Last year was a record year for rental housing construction, with 70,000 units completed, the highest rate of completion in almost a decade. Yet Hogue and Battaglia estimate that construction will need to grow at an annual pace of 20 per cent above last year’s rate to avoid a serious shortage. Calgary and Ottawa-Gatineau recorded the biggest increases in rental stock at 7.4 per cent and 5.5 per cent, respectively.

The smallest increases were in Toronto (2.1 per cent) and Montreal (1.4 per cent), even though the cities are the among the most popular destinations for newcomers.

Despite the increase in 2022, vacancy rates and rental prices have continued to deteriorate across the country, the economists said. For example, the vacancy rate for rental-built housing dropped to 1.9 per cent in 2022, the lowest level in 21 years and the biggest one-year drop in more than three decades, they said.

A healthy vacancy rate is three per cent, RBC said.

Because vacancy is so tight, competition has intensified, lifting rental prices along the way. In Canada, rent for a two-bedroom unit rose 5.6 per cent in 2022. Some of the highest increases were recorded in Ottawa-Gatineau at 9.1 per cent, Toronto at 6.5 per cent, and Calgary at six per cent.

• ACTIONS TO TAKE
1. Copy the rental housing passage above word for word, from "The smallest increases" to "six per cent.".
2. Extend the rental housing passage above with a few sentences that pick up right after its final sentence.

• DATASET ROWS
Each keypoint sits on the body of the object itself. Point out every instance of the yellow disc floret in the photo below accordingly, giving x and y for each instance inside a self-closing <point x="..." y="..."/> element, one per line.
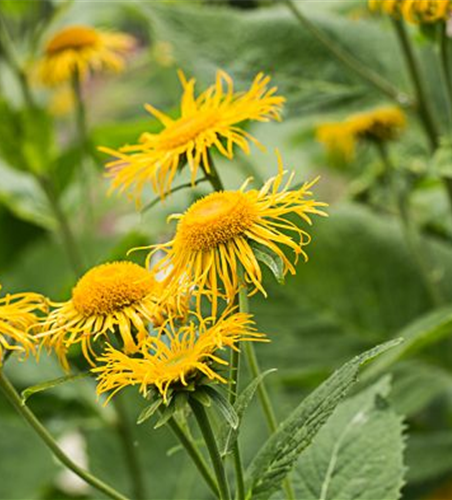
<point x="73" y="38"/>
<point x="217" y="236"/>
<point x="176" y="356"/>
<point x="119" y="298"/>
<point x="214" y="220"/>
<point x="77" y="51"/>
<point x="210" y="120"/>
<point x="111" y="287"/>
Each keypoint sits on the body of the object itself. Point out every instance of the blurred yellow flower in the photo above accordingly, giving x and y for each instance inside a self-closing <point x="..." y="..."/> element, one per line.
<point x="62" y="102"/>
<point x="380" y="125"/>
<point x="117" y="297"/>
<point x="177" y="356"/>
<point x="18" y="315"/>
<point x="215" y="236"/>
<point x="81" y="50"/>
<point x="414" y="11"/>
<point x="212" y="119"/>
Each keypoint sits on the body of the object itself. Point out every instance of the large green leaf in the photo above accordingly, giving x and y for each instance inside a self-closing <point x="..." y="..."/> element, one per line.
<point x="358" y="454"/>
<point x="360" y="286"/>
<point x="271" y="38"/>
<point x="278" y="455"/>
<point x="26" y="465"/>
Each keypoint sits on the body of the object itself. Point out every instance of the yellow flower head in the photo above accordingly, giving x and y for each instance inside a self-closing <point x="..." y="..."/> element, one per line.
<point x="338" y="139"/>
<point x="176" y="356"/>
<point x="414" y="11"/>
<point x="210" y="120"/>
<point x="117" y="297"/>
<point x="81" y="50"/>
<point x="215" y="236"/>
<point x="381" y="124"/>
<point x="18" y="314"/>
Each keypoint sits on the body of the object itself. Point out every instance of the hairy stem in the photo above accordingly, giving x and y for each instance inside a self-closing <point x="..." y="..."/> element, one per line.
<point x="67" y="236"/>
<point x="132" y="459"/>
<point x="425" y="111"/>
<point x="194" y="454"/>
<point x="410" y="231"/>
<point x="262" y="391"/>
<point x="15" y="400"/>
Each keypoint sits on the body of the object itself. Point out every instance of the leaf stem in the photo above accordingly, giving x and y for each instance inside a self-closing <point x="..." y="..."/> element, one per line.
<point x="445" y="68"/>
<point x="123" y="428"/>
<point x="194" y="454"/>
<point x="262" y="392"/>
<point x="408" y="226"/>
<point x="15" y="400"/>
<point x="352" y="63"/>
<point x="425" y="111"/>
<point x="212" y="447"/>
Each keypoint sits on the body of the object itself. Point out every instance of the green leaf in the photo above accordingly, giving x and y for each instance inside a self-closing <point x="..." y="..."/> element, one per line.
<point x="50" y="384"/>
<point x="358" y="454"/>
<point x="417" y="385"/>
<point x="428" y="456"/>
<point x="149" y="411"/>
<point x="26" y="466"/>
<point x="229" y="435"/>
<point x="270" y="259"/>
<point x="201" y="396"/>
<point x="442" y="159"/>
<point x="279" y="454"/>
<point x="166" y="414"/>
<point x="426" y="330"/>
<point x="223" y="406"/>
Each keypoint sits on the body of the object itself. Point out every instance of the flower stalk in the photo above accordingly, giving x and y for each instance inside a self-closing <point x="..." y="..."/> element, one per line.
<point x="194" y="454"/>
<point x="212" y="447"/>
<point x="123" y="428"/>
<point x="15" y="400"/>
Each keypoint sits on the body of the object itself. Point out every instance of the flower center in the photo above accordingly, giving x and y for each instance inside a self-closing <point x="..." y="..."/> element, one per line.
<point x="108" y="288"/>
<point x="187" y="129"/>
<point x="73" y="37"/>
<point x="215" y="219"/>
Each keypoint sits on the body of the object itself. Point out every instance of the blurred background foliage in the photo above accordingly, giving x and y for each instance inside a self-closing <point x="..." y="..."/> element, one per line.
<point x="361" y="286"/>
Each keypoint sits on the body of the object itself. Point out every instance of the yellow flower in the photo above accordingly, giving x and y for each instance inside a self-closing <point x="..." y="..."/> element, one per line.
<point x="338" y="138"/>
<point x="210" y="120"/>
<point x="381" y="124"/>
<point x="414" y="11"/>
<point x="81" y="50"/>
<point x="62" y="102"/>
<point x="117" y="297"/>
<point x="215" y="236"/>
<point x="176" y="356"/>
<point x="18" y="315"/>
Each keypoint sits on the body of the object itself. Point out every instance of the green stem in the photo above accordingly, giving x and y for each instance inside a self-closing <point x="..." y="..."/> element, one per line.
<point x="194" y="454"/>
<point x="445" y="69"/>
<point x="425" y="111"/>
<point x="212" y="447"/>
<point x="7" y="50"/>
<point x="15" y="400"/>
<point x="212" y="175"/>
<point x="365" y="73"/>
<point x="67" y="236"/>
<point x="85" y="145"/>
<point x="262" y="392"/>
<point x="132" y="460"/>
<point x="234" y="379"/>
<point x="409" y="228"/>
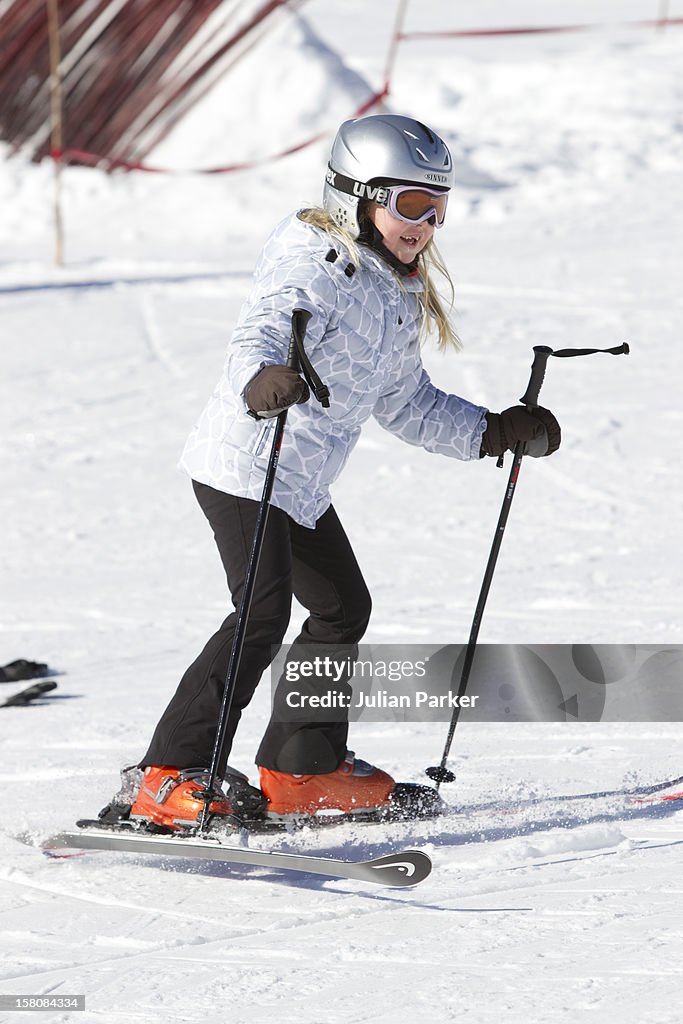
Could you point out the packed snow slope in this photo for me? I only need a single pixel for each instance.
(564, 230)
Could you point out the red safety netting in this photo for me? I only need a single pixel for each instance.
(534, 29)
(130, 69)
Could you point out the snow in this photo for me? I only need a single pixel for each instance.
(565, 230)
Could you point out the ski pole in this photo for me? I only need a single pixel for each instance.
(439, 773)
(297, 360)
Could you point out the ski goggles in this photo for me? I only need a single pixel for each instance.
(415, 205)
(410, 203)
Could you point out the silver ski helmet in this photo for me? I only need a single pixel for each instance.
(388, 146)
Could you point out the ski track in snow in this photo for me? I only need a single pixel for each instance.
(544, 906)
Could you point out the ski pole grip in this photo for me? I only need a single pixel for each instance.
(530, 396)
(300, 320)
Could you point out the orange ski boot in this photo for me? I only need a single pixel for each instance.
(354, 787)
(172, 797)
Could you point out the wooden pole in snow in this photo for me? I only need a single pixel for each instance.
(56, 124)
(393, 46)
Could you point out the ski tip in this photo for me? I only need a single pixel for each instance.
(404, 868)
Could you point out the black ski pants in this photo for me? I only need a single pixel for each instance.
(318, 567)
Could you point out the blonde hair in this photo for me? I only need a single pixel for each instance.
(434, 313)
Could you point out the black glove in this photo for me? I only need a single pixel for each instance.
(273, 389)
(540, 430)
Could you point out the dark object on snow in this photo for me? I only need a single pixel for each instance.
(25, 697)
(22, 669)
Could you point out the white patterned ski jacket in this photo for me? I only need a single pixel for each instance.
(361, 340)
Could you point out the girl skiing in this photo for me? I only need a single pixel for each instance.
(363, 266)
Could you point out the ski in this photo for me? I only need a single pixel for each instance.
(406, 867)
(26, 696)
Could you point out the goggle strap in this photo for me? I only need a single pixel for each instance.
(377, 194)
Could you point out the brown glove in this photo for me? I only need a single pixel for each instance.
(540, 430)
(274, 388)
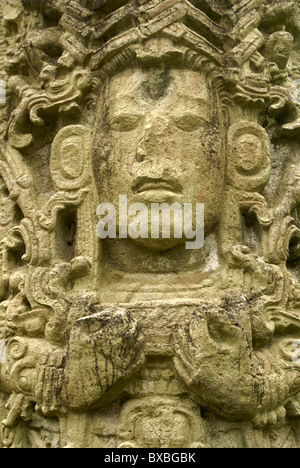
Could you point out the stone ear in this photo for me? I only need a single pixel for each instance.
(70, 158)
(248, 156)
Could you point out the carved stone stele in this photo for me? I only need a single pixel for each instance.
(140, 342)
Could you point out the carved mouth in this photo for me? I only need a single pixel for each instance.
(146, 184)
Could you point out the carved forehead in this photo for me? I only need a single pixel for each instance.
(155, 83)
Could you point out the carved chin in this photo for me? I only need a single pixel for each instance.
(159, 245)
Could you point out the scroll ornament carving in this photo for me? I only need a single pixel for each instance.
(134, 343)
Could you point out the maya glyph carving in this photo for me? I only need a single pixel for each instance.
(140, 342)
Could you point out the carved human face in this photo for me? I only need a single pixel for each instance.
(158, 139)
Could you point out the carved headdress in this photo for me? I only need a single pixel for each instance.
(60, 345)
(250, 43)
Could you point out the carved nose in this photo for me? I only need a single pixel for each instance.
(154, 138)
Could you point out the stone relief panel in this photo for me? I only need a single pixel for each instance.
(140, 342)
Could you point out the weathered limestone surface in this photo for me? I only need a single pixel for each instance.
(143, 343)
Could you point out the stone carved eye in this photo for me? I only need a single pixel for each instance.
(189, 122)
(125, 122)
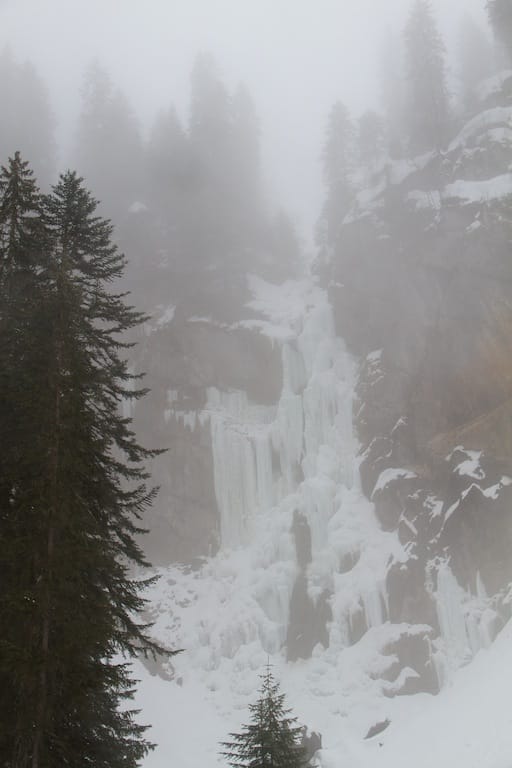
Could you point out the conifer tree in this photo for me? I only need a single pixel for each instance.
(69, 602)
(25, 104)
(108, 150)
(427, 107)
(272, 738)
(500, 16)
(22, 241)
(338, 164)
(370, 139)
(475, 62)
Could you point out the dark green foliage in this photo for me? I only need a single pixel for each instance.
(427, 110)
(272, 738)
(500, 16)
(72, 485)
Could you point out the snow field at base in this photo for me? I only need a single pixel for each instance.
(468, 725)
(231, 614)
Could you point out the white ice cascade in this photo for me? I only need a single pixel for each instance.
(270, 461)
(304, 444)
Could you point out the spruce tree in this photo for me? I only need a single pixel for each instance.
(72, 504)
(22, 252)
(272, 738)
(500, 16)
(427, 106)
(338, 164)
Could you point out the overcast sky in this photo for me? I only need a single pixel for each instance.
(296, 56)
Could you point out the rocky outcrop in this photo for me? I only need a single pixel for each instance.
(420, 283)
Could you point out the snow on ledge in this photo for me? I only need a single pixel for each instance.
(390, 475)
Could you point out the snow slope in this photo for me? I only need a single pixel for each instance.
(468, 725)
(231, 613)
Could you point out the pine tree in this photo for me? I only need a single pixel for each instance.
(69, 603)
(370, 140)
(427, 107)
(109, 146)
(476, 62)
(25, 104)
(338, 164)
(22, 241)
(272, 738)
(500, 16)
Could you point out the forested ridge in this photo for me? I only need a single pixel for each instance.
(410, 267)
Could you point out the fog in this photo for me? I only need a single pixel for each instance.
(296, 56)
(309, 203)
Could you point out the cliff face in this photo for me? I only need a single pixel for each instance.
(421, 286)
(338, 481)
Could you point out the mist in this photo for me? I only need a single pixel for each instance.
(291, 458)
(296, 58)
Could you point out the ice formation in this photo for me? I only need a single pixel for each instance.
(231, 613)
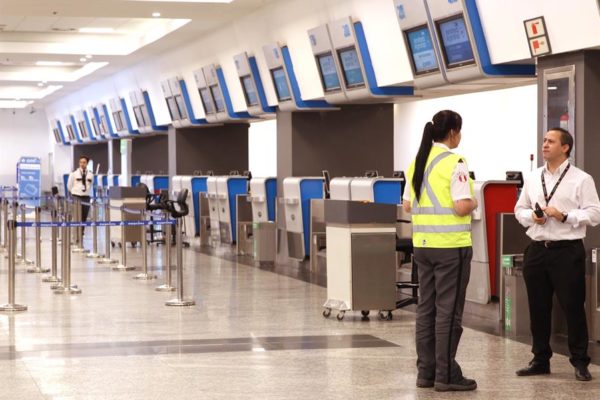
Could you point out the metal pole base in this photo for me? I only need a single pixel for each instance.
(13, 307)
(179, 303)
(94, 255)
(145, 276)
(52, 279)
(38, 270)
(67, 290)
(122, 267)
(165, 288)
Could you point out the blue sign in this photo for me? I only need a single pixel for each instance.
(29, 179)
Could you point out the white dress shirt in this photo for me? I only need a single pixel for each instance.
(75, 183)
(576, 195)
(459, 183)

• EXERCISE RESULTS
1.
The smallest increases were in Toronto (2.1 per cent) and Montreal (1.4 per cent), even though the cities are the among the most popular destinations for newcomers.

Despite the increase in 2022, vacancy rates and rental prices have continued to deteriorate across the country, the economists said. For example, the vacancy rate for rental-built housing dropped to 1.9 per cent in 2022, the lowest level in 21 years and the biggest one-year drop in more than three decades, they said.

A healthy vacancy rate is three per cent, RBC said.

Because vacancy is so tight, competition has intensified, lifting rental prices along the way. In Canada, rent for a two-bedroom unit rose 5.6 per cent in 2022. Some of the highest increases were recorded in Ottawa-Gatineau at 9.1 per cent, Toronto at 6.5 per cent, and Calgary at six per cent.

2.
“With high levels of in-migration and a widespread shift to rental housing continuing due to affordability struggles, we don’t see Canada returning to that optimal three per cent vacancy rate without a significant acceleration in supply,” Hogue and Battaglia said.

Still, a separate report from housing website Zoocasa showed that renting remained much more affordable than buying a home.

Zoocasa calculated the monthly mortgage payments versus monthly rent for 21 markets across Canada. It found that owning was cheaper than renting in only two cities, Winnipeg and Quebec City. In Winnipeg, the average monthly rental payment was $1,435, compared with $1,360 for monthly mortgage payments. In Quebec City, rent was $1,355, compared with mortgage payments of $1,300.

The largest spreads between rent and monthly mortgage payments were measured in Vancouver, $3,136 versus $4,361, and Toronto, $2,908 versus $4,499.

Rents have fallen approximately two per cent over the past three months, Zoocasa said, citing data from Rentals.ca. However, the housing platform noted that population continues to “outpace” housing, meaning finding a roof to put over one’s head will remain top of mind for many Canadians.

“The best way to meet current and future demand, as well as provide stability (and hopefully greater affordability) in the rental market is to considerably grow the supply of purpose-built rentals,” said RBC’s Hogue and Battaglia.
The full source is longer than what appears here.